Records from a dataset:

┌──

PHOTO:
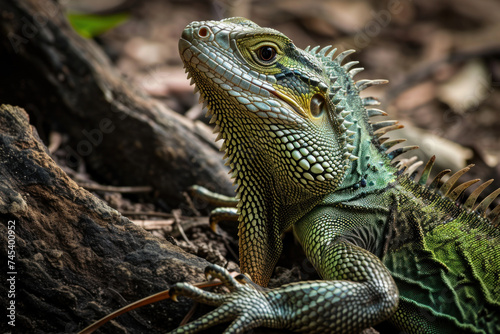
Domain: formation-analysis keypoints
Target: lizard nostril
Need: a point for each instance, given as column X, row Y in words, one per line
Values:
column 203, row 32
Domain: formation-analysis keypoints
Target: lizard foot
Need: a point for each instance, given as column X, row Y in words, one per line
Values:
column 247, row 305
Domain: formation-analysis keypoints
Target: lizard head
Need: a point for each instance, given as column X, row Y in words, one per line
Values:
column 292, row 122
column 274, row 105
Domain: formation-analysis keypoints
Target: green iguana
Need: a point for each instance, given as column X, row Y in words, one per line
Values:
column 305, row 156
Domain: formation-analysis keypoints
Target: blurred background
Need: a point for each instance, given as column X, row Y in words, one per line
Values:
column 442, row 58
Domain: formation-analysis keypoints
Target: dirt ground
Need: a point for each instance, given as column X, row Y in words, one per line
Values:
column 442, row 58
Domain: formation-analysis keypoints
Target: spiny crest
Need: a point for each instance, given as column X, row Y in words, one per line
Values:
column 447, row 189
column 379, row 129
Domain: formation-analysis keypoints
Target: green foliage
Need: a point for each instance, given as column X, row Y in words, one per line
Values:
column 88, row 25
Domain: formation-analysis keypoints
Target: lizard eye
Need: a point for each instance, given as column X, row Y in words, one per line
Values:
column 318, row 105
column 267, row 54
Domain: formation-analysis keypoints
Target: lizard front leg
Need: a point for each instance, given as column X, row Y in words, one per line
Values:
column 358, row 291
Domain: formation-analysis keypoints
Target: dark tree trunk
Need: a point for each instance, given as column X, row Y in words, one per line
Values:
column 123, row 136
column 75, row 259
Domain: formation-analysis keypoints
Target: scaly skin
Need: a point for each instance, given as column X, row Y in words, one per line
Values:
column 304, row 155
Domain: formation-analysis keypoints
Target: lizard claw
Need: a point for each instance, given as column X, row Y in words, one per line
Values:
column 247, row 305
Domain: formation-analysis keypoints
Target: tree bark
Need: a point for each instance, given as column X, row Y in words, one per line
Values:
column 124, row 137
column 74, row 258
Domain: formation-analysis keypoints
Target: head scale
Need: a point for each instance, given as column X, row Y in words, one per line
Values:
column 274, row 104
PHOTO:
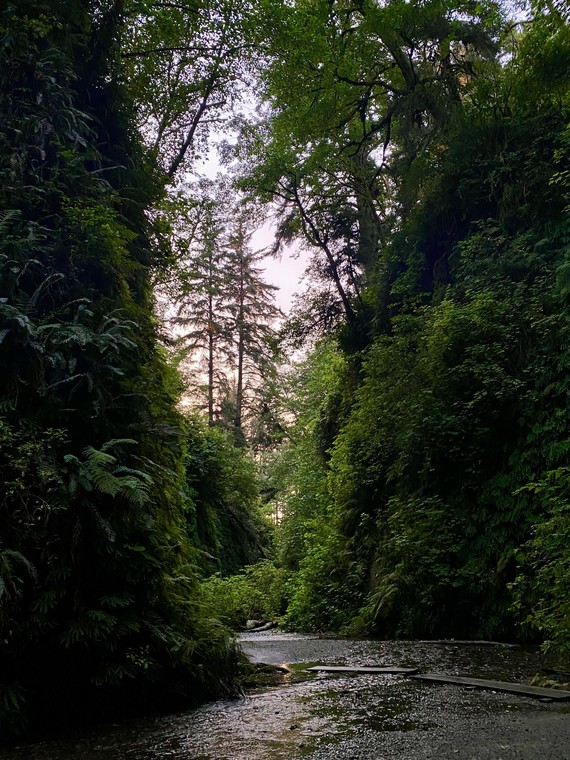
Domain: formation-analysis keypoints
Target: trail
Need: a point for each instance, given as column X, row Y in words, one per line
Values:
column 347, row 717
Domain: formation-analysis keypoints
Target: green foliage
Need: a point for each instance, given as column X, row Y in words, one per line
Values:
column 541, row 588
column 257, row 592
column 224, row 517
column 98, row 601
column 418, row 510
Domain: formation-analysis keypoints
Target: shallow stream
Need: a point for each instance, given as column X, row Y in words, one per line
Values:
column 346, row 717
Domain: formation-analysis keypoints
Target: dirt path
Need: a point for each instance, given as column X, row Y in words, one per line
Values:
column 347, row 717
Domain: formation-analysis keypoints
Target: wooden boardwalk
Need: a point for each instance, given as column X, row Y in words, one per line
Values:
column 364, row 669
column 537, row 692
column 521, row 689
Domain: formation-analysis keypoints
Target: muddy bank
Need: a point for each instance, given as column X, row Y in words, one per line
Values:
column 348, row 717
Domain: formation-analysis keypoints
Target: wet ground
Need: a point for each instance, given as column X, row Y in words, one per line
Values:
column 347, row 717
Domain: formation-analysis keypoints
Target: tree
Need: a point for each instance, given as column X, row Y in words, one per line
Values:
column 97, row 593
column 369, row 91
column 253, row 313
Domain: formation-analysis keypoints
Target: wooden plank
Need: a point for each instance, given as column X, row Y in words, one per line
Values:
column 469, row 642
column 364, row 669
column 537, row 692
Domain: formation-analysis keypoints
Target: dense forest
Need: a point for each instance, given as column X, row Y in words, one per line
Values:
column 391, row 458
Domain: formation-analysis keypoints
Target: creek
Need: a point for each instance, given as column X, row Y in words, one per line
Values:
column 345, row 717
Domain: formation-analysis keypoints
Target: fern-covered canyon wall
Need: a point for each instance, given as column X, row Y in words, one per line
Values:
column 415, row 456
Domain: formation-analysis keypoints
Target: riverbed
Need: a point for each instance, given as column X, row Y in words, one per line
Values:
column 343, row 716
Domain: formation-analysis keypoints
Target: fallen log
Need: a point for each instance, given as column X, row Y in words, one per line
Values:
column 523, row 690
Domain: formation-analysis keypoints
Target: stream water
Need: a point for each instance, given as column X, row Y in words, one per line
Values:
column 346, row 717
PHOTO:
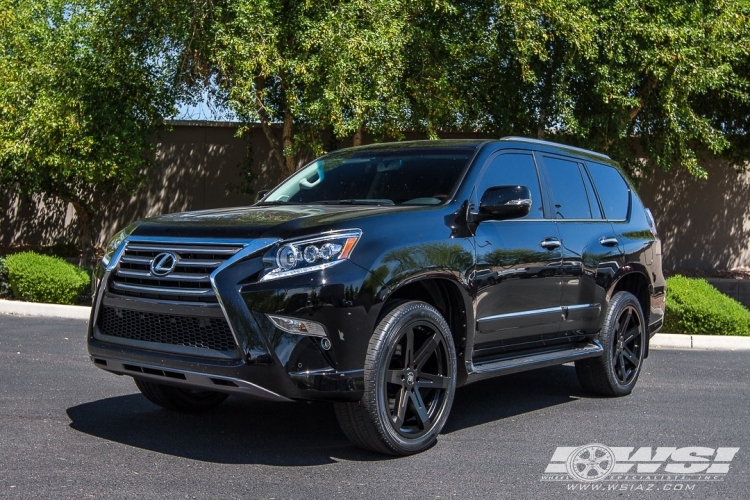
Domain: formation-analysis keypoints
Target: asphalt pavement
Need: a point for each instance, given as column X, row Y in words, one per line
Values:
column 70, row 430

└──

### Direction
Please write out all of the material above again, word for word and line by line. Leave the pictures out of your answer.

### Output for this task
PHOTO:
Domain: formation-analysis keypoints
Target: lizard nostril
Need: a point for each instance, given as column X, row Y in words, one per line
Values:
column 203, row 32
Domain: formation-analysis keypoints
Target: lizard foot
Need: a point for each instance, given as column X, row Y in words, one per line
Values:
column 247, row 305
Domain: formation-analysis keypoints
Target: lizard head
Need: a point for each instance, given as column X, row Y in words, one per line
Values:
column 292, row 122
column 274, row 105
Domain: formation-analysis keypoints
Target: green iguana
Need: a point for each instance, given as column X, row Y in words, one per line
Values:
column 305, row 156
Domain: formation-analysis keypoints
Target: blurred background
Need: a point for each instance, given as column X, row Y in words, one per line
Values:
column 442, row 58
Domain: formation-analysis keypoints
Target: dirt ground
Need: a point for each instance, given as column X, row Y in words, one per line
Values:
column 442, row 58
Domain: formation-analysis keypoints
Target: spiny crest
Need: a point for each instance, given as column X, row Y in words, one per line
Values:
column 447, row 189
column 379, row 129
Domain: formation-analysis keypoints
Target: green foliage
Need: a point for each instance, given as column X, row Y in words, one per line
Values:
column 88, row 25
Domain: formation-analysis keypoints
Target: lizard eye
Need: a point for each instance, given as column X, row Y in words, one per line
Values:
column 318, row 105
column 267, row 54
Domain: formation-analysis keypoints
Target: lizard front leg
Need: a point for each instance, given as column X, row Y in words, one per line
Values:
column 358, row 291
Domain: formation-analysis keypoints
Target: dark tree trunk
Need: a point for each instance, given as column X, row Y in words, one per line
Values:
column 123, row 136
column 75, row 259
Domain: formation-analysis keypoints
Target: scaly skin
Need: a point for each instance, given as column X, row Y in words, one per line
Values:
column 304, row 155
Domain: formation-analysis keypoints
Target: lizard claw
Need: a point for each instance, given as column X, row Y in words, one per line
Values:
column 247, row 305
Domain: formation-analysis keypoints
Target: tree bark
Need: a point for each instance, given as column X, row Y in words, one per line
Values:
column 124, row 137
column 74, row 258
Domain: formation-analysis keypoints
Target: head scale
Need: a point for each instance, given as column X, row Y in words, one per line
Values:
column 274, row 104
PHOTO:
Domain: formation-analysis keypoints
Target: trail
Need: a point for each instance, given as column X, row Y in words, one per line
Values:
column 347, row 717
Domain: formation-analysis keypoints
Target: green foliage
Need: a point for each instance, given as column X, row Y in words, one per line
Values:
column 541, row 588
column 257, row 592
column 224, row 517
column 98, row 601
column 418, row 510
Domain: formation-analysis keypoints
Target: shallow stream
Need: a point for each instance, given as column X, row Y in words, one per line
Values:
column 346, row 717
Domain: formation-analysis keypoints
Target: dirt path
Need: a point for each instance, given as column X, row Y in words, one per line
Values:
column 347, row 717
Domain: formation-analysis keypoints
Target: wooden boardwalk
Need: a point for each instance, given as column X, row Y in words, one per line
Values:
column 364, row 669
column 537, row 692
column 521, row 689
Domain: formation-analysis keypoints
Target: muddy bank
Need: a point for each instance, given as column X, row Y in words, one per line
Values:
column 348, row 717
Domain: formation-analysis keypoints
Target: wet ground
Need: a point for each instance, given as column X, row Y in words, one per line
Values:
column 347, row 717
Domain: formation-analysis keypoints
Target: tree
Need: a point for each instance, given as column X, row Y in words, one per line
Values:
column 97, row 593
column 369, row 91
column 253, row 313
Domain: formation-analysis keypoints
Target: wooden plank
Need: a point for each instance, given as column X, row Y in words, one per line
Values:
column 469, row 642
column 364, row 669
column 537, row 692
Domain: formation-analysis keypoints
Target: dense forest
Need: a point for each instance, given as column X, row Y in words, one per line
Values:
column 391, row 458
Domain: formation-analysis keypoints
Target: creek
Need: a point for each instance, given as column X, row Y in words, one per line
Values:
column 345, row 717
Domain: formation-analysis keypoints
Target: fern-covered canyon wall
Need: a point for each instance, given as column X, row Y in words, one per line
Values:
column 415, row 456
Domain: formation-analysis keypoints
Target: riverbed
Need: a point for each instance, given as column X, row Y in words, one per line
Values:
column 343, row 716
Domain: formation-analysis keypoints
Target: fallen log
Need: a point for each instance, given as column X, row Y in words, one per line
Values:
column 523, row 690
Domain: formation-analysis keypoints
Target: stream water
Need: a point for each instance, given as column X, row Y in words, one per line
Values:
column 346, row 717
PHOTO:
Domain: formation-analysis keypoints
Target: asphalt pavement
Need: a point for each instance, given as column X, row Y in words, one per line
Values:
column 70, row 430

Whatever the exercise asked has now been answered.